[Stored records]
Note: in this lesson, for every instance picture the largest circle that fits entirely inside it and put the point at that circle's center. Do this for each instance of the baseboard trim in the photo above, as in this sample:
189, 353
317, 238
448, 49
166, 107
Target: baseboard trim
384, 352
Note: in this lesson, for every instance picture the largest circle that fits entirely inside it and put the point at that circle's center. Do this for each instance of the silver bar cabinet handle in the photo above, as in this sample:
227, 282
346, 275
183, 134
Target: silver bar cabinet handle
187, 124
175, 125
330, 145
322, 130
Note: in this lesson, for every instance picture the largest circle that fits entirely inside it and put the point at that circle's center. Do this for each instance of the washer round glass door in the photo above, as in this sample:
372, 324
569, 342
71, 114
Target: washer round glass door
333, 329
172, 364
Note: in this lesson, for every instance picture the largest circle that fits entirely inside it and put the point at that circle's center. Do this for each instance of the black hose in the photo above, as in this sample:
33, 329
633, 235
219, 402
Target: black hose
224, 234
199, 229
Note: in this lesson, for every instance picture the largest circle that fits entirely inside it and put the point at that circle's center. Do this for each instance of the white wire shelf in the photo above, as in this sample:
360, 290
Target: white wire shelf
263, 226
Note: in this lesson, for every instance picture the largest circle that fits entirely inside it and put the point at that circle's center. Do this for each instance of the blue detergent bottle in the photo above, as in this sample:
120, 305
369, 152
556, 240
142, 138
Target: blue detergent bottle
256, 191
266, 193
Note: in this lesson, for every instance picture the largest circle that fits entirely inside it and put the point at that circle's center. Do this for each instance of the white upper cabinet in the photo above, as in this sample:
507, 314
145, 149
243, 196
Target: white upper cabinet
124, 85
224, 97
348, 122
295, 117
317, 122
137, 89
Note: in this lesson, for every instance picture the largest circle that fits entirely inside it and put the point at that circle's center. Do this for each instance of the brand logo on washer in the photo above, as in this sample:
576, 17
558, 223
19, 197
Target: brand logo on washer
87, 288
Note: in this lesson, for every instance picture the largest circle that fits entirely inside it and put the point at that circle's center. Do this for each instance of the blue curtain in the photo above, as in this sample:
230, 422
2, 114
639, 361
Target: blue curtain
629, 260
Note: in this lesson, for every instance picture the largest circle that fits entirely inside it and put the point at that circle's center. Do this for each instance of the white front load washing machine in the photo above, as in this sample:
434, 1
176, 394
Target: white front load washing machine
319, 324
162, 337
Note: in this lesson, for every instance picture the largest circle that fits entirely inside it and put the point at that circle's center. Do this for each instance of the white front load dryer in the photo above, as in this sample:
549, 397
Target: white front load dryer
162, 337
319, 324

* Exercise aim: Recast every line of the listing above as a numbered list, leaving out any blank lines.

* Answer to the exercise:
1. Note: in this lesson, for every instance picture the largest circle that fits entirely inside it and put the point at that circle's center. Do this for each instance of the baseboard trim in the photo above, as in this sample:
2. 189, 353
3. 317, 238
4. 448, 49
5. 166, 107
6. Target: baseboard trim
7. 384, 352
8. Note: in this lesson, for every instance picture the largest circle that fits entirely inside it and put the point at that circle's center. Do this for each instance of the silver bar cabinet handle in the photo above, as in this sample:
9. 227, 282
10. 346, 275
11. 183, 134
12. Target: silver bar cabinet handle
13. 187, 124
14. 175, 125
15. 330, 145
16. 322, 130
17. Note: in this lesson, for every instance picture the largest circle that fits entirely inside it and put the point at that circle's center. Do this for each instance of the washer round glass door in the photo above, as in this sample:
18. 372, 324
19. 569, 342
20. 71, 114
21. Target: washer round glass door
22. 333, 329
23. 172, 364
24. Note: in this lesson, for every instance picture the largest circle that fits entirely inside it and put the point at that circle's center. Do this for each instance of the black hose in the photo above, as in this sample:
25. 33, 329
26. 633, 235
27. 219, 402
28. Target: black hose
29. 224, 234
30. 199, 229
31. Note: in this lesson, for every instance picture the largest circle that fits entirely inside it and put the point at that circle's center. Do this for each instance of the white wire shelf in the photo above, as in this sample:
32. 360, 290
33. Target: white wire shelf
34. 263, 226
35. Note: in this lesson, for every instance picture the largest circle that fits entirely inside it and put the point at that circle's center. Do this for each instance of the blue detergent bottle in the photo above, as in this sample:
36. 120, 305
37. 369, 152
38. 556, 240
39. 142, 138
40. Target: blue detergent bottle
41. 256, 191
42. 266, 193
43. Note: in this lesson, for every instance picture the largest circle that fits entirely inside it and put the point at that circle's center. Do this for each instance of the white upper cabinet in the photo above, as in this sample:
44. 507, 314
45. 145, 149
46. 243, 196
47. Target: white upper cabinet
48. 124, 85
49. 224, 97
50. 348, 122
51. 295, 117
52. 317, 122
53. 137, 89
54. Note: in this lesson, for every instance picture the largest circle that fits entirely inside it and put the point at that circle's center. Do this for each instance of the brand logo on washer in the photo above, as in this sample:
55. 576, 17
56. 558, 223
57. 19, 197
58. Target: brand logo on washer
59. 87, 288
60. Note: in this lesson, for every instance picture the largest circle that fits entirely inside it and put the point at that circle's center. Do this for each instance of the blue curtain in the photo above, as in this sample:
61. 230, 422
62. 2, 114
63. 639, 361
64. Target: blue curtain
65. 629, 260
66. Note: in this lesson, for every instance picture the largest circle that fits entirely inside it and put the point at that circle's center. Do this for each instance of the white front load washing machine in the photo above, as in this sample:
67. 434, 1
68. 176, 394
69. Target: white front load washing machine
70. 319, 324
71. 162, 337
72. Note: in this lesson, for every instance picture the largest circle that fits entirely inside it and put the point at that circle's center. Do this for each instance of the white front load dryer in the photo above, as in this sample:
73. 549, 397
74. Target: white front load dryer
75. 162, 337
76. 319, 324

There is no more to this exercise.